● TASK DESCRIPTION: Write out all the data again, exactly.

== == ==

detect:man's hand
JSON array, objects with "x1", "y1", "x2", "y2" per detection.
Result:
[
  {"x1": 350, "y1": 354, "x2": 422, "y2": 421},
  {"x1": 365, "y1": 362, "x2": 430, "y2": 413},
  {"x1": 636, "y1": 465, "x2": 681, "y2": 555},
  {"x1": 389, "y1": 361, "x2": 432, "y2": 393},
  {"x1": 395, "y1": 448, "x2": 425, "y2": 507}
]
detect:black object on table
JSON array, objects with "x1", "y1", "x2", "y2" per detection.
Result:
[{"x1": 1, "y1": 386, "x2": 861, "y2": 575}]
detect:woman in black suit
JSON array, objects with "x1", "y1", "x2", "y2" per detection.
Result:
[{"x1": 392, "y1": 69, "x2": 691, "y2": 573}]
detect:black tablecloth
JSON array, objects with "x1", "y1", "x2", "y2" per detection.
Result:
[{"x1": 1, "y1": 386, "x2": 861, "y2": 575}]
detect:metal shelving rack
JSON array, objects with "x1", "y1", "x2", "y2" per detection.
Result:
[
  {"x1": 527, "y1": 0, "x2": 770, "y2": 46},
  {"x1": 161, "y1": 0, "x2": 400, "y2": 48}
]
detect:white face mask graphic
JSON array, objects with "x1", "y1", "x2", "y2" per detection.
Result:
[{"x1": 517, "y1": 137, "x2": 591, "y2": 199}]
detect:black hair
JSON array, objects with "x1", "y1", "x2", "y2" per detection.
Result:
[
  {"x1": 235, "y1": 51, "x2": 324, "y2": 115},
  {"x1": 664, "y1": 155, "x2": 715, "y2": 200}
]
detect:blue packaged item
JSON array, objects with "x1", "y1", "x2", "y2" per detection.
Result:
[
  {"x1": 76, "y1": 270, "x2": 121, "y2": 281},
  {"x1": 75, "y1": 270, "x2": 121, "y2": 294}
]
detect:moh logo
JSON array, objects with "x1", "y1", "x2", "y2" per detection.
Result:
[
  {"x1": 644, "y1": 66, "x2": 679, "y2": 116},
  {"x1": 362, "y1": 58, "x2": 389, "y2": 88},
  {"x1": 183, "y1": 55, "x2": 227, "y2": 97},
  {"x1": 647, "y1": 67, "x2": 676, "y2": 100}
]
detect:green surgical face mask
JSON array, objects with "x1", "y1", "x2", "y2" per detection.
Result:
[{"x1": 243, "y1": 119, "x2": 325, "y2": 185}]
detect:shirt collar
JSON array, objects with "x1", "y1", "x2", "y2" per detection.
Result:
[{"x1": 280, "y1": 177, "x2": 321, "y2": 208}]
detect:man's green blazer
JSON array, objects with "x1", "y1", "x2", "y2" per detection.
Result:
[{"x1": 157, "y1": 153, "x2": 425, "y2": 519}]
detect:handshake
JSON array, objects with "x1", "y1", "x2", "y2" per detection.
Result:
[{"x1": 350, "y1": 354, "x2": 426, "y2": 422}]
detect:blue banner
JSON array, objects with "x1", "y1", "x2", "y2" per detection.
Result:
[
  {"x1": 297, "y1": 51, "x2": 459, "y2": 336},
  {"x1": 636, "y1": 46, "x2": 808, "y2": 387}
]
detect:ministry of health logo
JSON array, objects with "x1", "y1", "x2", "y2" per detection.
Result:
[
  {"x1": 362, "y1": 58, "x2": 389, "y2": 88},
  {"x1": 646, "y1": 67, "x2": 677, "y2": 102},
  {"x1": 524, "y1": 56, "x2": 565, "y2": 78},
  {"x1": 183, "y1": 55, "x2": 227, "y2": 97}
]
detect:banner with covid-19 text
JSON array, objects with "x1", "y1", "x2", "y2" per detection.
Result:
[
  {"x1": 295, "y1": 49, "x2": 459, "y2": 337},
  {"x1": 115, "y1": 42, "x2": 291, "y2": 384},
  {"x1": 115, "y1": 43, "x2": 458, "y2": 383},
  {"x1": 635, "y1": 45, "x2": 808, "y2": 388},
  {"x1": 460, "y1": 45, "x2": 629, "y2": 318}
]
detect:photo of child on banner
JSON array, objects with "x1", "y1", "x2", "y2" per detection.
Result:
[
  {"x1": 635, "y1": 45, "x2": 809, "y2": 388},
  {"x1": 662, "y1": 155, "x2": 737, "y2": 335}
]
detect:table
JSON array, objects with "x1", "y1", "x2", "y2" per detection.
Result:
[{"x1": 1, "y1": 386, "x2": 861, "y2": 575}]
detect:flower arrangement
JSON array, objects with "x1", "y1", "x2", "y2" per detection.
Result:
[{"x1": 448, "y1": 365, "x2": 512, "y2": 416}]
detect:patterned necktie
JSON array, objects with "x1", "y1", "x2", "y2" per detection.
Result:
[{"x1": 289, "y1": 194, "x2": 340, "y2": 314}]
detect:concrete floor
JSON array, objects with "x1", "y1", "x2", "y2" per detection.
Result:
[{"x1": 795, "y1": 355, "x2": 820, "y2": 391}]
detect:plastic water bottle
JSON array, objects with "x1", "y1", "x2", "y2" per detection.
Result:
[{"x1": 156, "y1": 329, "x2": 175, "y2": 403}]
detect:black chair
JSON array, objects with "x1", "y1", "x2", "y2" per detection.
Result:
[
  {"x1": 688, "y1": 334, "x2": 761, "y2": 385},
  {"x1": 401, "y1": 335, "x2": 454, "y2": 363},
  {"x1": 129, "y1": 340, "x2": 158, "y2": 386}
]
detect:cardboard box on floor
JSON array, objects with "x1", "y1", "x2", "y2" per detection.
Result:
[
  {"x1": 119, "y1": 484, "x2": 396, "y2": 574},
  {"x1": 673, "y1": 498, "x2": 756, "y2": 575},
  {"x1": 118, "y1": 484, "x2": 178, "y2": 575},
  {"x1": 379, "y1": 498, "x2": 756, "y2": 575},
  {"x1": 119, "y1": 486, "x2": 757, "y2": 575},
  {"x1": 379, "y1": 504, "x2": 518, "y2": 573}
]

== == ==

● PROBLEM SOLUTION:
detect:man's hand
JSON array, objects with "x1", "y1", "x2", "y2" per detection.
Result:
[
  {"x1": 350, "y1": 354, "x2": 422, "y2": 421},
  {"x1": 365, "y1": 362, "x2": 430, "y2": 413},
  {"x1": 636, "y1": 465, "x2": 681, "y2": 555},
  {"x1": 389, "y1": 361, "x2": 432, "y2": 393},
  {"x1": 395, "y1": 448, "x2": 425, "y2": 507}
]
detect:black object on table
JSON array, objects with "x1", "y1", "x2", "y2" per detection.
Result:
[{"x1": 1, "y1": 386, "x2": 861, "y2": 575}]
detect:woman in black suit
JSON array, objects with "x1", "y1", "x2", "y2" per detection.
Result:
[{"x1": 392, "y1": 69, "x2": 691, "y2": 573}]
detect:black tablecloth
JSON array, objects with "x1", "y1", "x2", "y2" per detection.
Result:
[{"x1": 1, "y1": 386, "x2": 861, "y2": 575}]
detect:metal shelving rack
JSON array, objects with "x1", "y1", "x2", "y2" per detection.
Result:
[
  {"x1": 527, "y1": 0, "x2": 770, "y2": 46},
  {"x1": 161, "y1": 0, "x2": 400, "y2": 48}
]
detect:white face mask graphic
JSON array, objects with "x1", "y1", "x2", "y2" per detection.
Result:
[{"x1": 517, "y1": 137, "x2": 591, "y2": 199}]
detect:black hair
JSON array, objects with "x1", "y1", "x2", "y2" per detection.
Result:
[
  {"x1": 235, "y1": 51, "x2": 324, "y2": 115},
  {"x1": 664, "y1": 155, "x2": 715, "y2": 200}
]
detect:blue packaged item
JSON array, objects with "x1", "y1", "x2", "y2" per detection.
Result:
[
  {"x1": 76, "y1": 270, "x2": 121, "y2": 281},
  {"x1": 75, "y1": 270, "x2": 121, "y2": 294}
]
detect:moh logo
JSON array, objects with "x1", "y1", "x2", "y2" per detection.
Result:
[
  {"x1": 644, "y1": 66, "x2": 679, "y2": 116},
  {"x1": 362, "y1": 58, "x2": 389, "y2": 88},
  {"x1": 183, "y1": 55, "x2": 227, "y2": 97},
  {"x1": 647, "y1": 67, "x2": 676, "y2": 100}
]
detect:green surgical face mask
JSON array, objects with "x1", "y1", "x2", "y2" per detection.
Result:
[{"x1": 243, "y1": 119, "x2": 325, "y2": 185}]
detect:shirt collar
JSON array, objects with "x1", "y1", "x2", "y2" per detection.
Result:
[{"x1": 280, "y1": 177, "x2": 321, "y2": 208}]
detect:man's green blazer
JSON array, objects with "x1", "y1", "x2", "y2" per detection.
Result:
[{"x1": 157, "y1": 153, "x2": 425, "y2": 519}]
detect:handshake
JSON array, objects with "x1", "y1", "x2", "y2" per detection.
Result:
[{"x1": 350, "y1": 354, "x2": 426, "y2": 422}]
detect:blue banner
JSON array, objects with "x1", "y1", "x2", "y2" per detection.
Result:
[
  {"x1": 297, "y1": 51, "x2": 459, "y2": 336},
  {"x1": 636, "y1": 46, "x2": 808, "y2": 387}
]
detect:ministry of health logo
JSON array, objects with "x1", "y1", "x2", "y2" per detection.
Result:
[
  {"x1": 362, "y1": 58, "x2": 389, "y2": 88},
  {"x1": 646, "y1": 67, "x2": 677, "y2": 102},
  {"x1": 524, "y1": 56, "x2": 565, "y2": 78},
  {"x1": 183, "y1": 55, "x2": 227, "y2": 97}
]
detect:banner with covid-19 text
JSON array, objects with "x1", "y1", "x2", "y2" per detection.
Result:
[
  {"x1": 295, "y1": 49, "x2": 459, "y2": 337},
  {"x1": 115, "y1": 42, "x2": 291, "y2": 384},
  {"x1": 115, "y1": 43, "x2": 458, "y2": 383},
  {"x1": 635, "y1": 45, "x2": 808, "y2": 388},
  {"x1": 460, "y1": 45, "x2": 629, "y2": 318}
]
detect:photo of child on banner
JSON array, objects with "x1", "y1", "x2", "y2" per detection.
Result:
[
  {"x1": 635, "y1": 45, "x2": 809, "y2": 388},
  {"x1": 662, "y1": 155, "x2": 737, "y2": 335}
]
detect:table
JSON array, objects with "x1", "y1", "x2", "y2" per detection.
Result:
[{"x1": 1, "y1": 386, "x2": 861, "y2": 575}]
detect:flower arrangement
JSON array, objects with "x1", "y1", "x2", "y2" per detection.
Result:
[{"x1": 448, "y1": 365, "x2": 512, "y2": 416}]
detect:patterned necktie
JSON array, objects with "x1", "y1", "x2", "y2" per detection.
Result:
[{"x1": 289, "y1": 194, "x2": 340, "y2": 314}]
detect:concrete floor
JSON array, objects with "x1", "y1", "x2", "y2" per detection.
Result:
[{"x1": 795, "y1": 355, "x2": 820, "y2": 391}]
detect:plastic water bottle
JSON array, objects with "x1", "y1", "x2", "y2" per detection.
Result:
[{"x1": 156, "y1": 329, "x2": 175, "y2": 403}]
detect:black chair
JSON array, objects with "x1", "y1", "x2", "y2" per detection.
Result:
[
  {"x1": 688, "y1": 334, "x2": 761, "y2": 385},
  {"x1": 401, "y1": 335, "x2": 454, "y2": 363},
  {"x1": 129, "y1": 340, "x2": 158, "y2": 386}
]
detect:cardboard box on floor
JSON array, objects with "x1", "y1", "x2", "y2" per detection.
Result:
[
  {"x1": 119, "y1": 484, "x2": 396, "y2": 574},
  {"x1": 673, "y1": 498, "x2": 756, "y2": 575},
  {"x1": 118, "y1": 484, "x2": 178, "y2": 575},
  {"x1": 379, "y1": 498, "x2": 756, "y2": 575},
  {"x1": 119, "y1": 486, "x2": 757, "y2": 575},
  {"x1": 379, "y1": 504, "x2": 518, "y2": 573}
]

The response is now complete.